Print every entry below exactly, leaving out the pictures.
DATA START
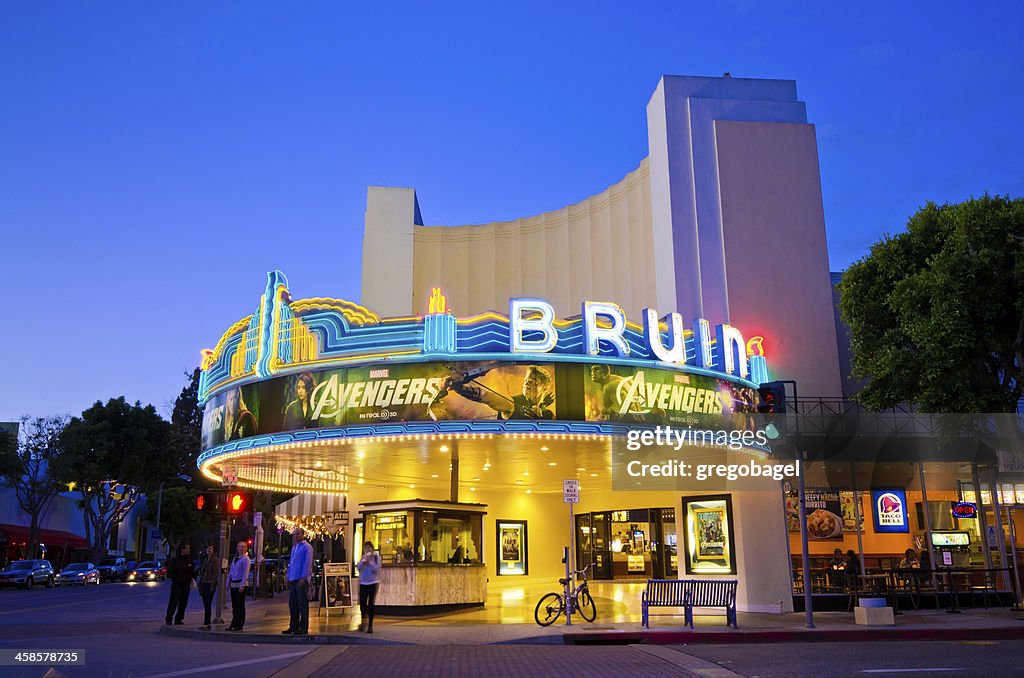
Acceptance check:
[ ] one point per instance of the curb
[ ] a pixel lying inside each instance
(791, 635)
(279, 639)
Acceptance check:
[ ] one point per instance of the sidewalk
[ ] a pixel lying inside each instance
DATA END
◆ **ANSWER TO THIS PROBLEM**:
Acceptance check:
[ ] one point per instance of the curb
[ ] a pixel lying inside each instance
(791, 635)
(279, 639)
Acceptance check:
[ ] one point per instance of the sidewalk
[ ] a pixel lying inside each instance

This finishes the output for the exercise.